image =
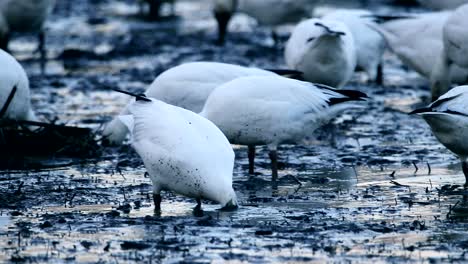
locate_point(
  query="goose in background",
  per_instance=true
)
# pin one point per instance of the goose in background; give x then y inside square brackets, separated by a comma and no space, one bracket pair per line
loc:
[441,5]
[182,152]
[188,86]
[26,16]
[323,50]
[15,98]
[448,119]
[370,45]
[418,43]
[270,13]
[454,51]
[273,110]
-=-=-=-=-
### TASK DESCRIPTION:
Copy the data word for word, no pictures.

### YOUR RESPONSE:
image =
locate_point(
  query="goose in background",
  per_instance=true
)
# pin one point per instance of the goose in background; give x then y inside square brackets, separated by a comma and no space, one bracket pair per line
loc:
[441,5]
[182,152]
[188,86]
[26,16]
[323,50]
[15,98]
[448,119]
[370,45]
[418,43]
[270,13]
[454,51]
[273,110]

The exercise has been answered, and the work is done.